→ Source data
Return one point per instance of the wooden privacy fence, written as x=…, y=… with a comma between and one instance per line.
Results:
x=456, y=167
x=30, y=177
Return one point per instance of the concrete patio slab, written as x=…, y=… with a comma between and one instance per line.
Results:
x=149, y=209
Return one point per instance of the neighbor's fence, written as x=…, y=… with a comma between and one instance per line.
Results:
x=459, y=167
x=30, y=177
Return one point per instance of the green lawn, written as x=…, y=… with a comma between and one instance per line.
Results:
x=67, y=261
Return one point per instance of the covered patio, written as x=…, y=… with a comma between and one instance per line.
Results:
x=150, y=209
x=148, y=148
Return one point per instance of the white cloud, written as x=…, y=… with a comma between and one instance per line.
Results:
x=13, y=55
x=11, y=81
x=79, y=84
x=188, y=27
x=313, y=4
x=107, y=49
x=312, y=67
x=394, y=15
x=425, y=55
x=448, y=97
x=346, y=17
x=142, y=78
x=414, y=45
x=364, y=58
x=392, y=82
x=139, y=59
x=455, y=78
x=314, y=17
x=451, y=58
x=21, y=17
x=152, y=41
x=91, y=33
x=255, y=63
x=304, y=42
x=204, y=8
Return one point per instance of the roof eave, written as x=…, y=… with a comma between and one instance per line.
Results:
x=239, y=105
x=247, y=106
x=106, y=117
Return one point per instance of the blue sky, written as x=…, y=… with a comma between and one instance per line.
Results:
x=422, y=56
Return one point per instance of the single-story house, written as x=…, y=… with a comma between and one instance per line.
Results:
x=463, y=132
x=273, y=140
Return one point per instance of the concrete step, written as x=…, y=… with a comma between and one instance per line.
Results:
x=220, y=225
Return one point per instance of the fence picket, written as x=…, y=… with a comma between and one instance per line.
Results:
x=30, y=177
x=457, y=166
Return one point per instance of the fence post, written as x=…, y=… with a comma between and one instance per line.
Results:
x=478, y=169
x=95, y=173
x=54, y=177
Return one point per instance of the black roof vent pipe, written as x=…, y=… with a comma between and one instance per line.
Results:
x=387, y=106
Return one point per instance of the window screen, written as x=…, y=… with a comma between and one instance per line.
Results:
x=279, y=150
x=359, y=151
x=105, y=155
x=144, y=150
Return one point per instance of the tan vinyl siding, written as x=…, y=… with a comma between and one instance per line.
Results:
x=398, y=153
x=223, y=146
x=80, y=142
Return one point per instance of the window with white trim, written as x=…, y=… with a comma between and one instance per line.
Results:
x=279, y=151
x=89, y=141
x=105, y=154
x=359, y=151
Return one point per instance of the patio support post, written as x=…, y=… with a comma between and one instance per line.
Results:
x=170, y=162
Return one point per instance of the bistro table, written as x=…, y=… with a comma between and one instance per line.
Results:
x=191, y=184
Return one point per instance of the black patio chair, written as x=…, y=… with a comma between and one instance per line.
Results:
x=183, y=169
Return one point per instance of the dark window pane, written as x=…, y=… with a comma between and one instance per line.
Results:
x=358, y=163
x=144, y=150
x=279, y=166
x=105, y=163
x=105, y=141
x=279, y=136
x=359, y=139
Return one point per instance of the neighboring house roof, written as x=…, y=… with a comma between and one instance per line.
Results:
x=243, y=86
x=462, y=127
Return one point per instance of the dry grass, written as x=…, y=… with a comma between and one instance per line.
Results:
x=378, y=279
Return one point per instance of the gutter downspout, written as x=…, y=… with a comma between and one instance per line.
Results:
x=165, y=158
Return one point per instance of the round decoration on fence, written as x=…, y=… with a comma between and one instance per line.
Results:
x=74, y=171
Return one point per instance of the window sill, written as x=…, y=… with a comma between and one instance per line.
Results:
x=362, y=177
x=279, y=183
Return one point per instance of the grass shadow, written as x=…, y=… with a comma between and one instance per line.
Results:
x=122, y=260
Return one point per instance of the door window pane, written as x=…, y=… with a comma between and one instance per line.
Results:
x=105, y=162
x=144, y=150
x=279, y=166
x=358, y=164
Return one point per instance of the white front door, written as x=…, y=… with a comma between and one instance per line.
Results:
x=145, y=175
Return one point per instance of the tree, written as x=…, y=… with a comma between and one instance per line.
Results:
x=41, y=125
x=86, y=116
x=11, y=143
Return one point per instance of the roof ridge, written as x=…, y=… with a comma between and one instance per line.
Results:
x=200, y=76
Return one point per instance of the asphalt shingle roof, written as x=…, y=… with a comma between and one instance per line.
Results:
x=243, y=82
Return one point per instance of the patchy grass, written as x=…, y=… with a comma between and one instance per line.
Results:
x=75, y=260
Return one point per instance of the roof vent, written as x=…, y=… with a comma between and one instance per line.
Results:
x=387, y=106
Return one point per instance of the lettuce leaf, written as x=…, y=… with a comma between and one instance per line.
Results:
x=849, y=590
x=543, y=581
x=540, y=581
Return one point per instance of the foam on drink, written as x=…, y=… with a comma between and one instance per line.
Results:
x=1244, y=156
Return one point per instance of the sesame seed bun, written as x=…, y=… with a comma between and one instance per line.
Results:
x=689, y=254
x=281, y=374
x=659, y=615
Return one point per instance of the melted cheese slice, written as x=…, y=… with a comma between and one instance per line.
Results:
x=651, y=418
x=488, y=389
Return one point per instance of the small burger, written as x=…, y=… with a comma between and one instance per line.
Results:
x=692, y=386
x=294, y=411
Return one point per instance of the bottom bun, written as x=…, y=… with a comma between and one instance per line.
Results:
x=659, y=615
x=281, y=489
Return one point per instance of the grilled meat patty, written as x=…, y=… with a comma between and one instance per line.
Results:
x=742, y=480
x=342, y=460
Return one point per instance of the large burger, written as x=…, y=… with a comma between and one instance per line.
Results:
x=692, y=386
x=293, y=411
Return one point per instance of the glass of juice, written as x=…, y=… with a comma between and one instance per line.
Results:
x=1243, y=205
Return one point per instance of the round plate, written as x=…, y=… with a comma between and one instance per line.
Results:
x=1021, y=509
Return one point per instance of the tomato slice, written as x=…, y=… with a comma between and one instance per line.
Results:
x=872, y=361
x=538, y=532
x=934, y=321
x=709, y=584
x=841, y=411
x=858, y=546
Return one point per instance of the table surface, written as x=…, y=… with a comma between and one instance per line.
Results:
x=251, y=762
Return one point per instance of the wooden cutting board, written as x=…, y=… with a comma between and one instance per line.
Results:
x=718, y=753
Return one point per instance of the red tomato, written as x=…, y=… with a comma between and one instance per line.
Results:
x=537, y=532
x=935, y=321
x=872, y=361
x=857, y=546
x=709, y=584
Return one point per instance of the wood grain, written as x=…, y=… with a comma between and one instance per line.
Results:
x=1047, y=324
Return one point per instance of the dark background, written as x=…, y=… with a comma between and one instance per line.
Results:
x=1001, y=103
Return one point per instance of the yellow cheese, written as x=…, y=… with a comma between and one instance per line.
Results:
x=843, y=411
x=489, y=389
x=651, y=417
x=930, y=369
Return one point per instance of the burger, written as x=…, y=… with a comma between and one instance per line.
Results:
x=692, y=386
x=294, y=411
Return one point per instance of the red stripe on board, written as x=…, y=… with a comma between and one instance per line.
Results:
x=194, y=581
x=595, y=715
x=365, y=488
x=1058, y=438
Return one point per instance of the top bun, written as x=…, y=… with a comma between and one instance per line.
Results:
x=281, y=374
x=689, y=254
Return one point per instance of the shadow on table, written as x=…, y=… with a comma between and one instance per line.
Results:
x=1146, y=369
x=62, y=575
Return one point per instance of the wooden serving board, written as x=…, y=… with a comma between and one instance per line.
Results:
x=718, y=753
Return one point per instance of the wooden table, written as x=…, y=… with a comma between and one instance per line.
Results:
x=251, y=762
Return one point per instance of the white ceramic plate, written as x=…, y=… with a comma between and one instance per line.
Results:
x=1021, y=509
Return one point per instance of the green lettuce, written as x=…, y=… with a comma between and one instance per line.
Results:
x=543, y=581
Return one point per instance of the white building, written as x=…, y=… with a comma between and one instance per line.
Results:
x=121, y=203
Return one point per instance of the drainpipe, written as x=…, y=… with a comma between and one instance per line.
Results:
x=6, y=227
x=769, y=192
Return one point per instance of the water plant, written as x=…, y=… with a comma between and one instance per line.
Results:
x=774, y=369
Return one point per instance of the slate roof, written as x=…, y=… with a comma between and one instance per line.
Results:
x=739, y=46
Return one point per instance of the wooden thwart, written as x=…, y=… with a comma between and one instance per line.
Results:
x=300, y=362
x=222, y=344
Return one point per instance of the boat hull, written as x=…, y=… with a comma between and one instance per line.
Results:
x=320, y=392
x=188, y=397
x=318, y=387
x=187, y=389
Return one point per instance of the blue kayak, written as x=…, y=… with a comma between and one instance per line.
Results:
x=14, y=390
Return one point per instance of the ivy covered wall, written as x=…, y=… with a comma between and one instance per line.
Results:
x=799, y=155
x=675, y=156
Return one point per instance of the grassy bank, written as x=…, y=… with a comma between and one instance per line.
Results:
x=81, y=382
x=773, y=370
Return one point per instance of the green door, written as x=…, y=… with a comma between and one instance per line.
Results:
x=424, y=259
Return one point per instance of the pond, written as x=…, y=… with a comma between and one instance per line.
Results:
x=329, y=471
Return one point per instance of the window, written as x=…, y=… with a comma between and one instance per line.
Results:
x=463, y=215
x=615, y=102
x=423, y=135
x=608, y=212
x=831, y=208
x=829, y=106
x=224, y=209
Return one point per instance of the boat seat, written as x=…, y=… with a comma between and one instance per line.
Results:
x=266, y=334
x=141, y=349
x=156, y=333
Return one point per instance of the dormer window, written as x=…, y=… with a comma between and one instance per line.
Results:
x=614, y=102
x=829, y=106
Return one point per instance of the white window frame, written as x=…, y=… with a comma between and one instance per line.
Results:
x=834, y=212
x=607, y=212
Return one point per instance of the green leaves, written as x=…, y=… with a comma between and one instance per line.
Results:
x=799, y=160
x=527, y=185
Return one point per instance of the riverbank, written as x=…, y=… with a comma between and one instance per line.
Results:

→ Written problem
Reproduce the data above word for word, starting with the line that contains "Return one point per instance of the green lawn, written" and going on through the line that contains "x=148, y=148". Include both of those lines.

→ Answer to this exercise
Return one point per instance of the green lawn, written as x=…, y=… with a comma between and one instance per line.
Results:
x=67, y=261
Return one point per instance of the covered patio, written as x=…, y=… with a comma between and one instance per line.
Results:
x=150, y=209
x=148, y=148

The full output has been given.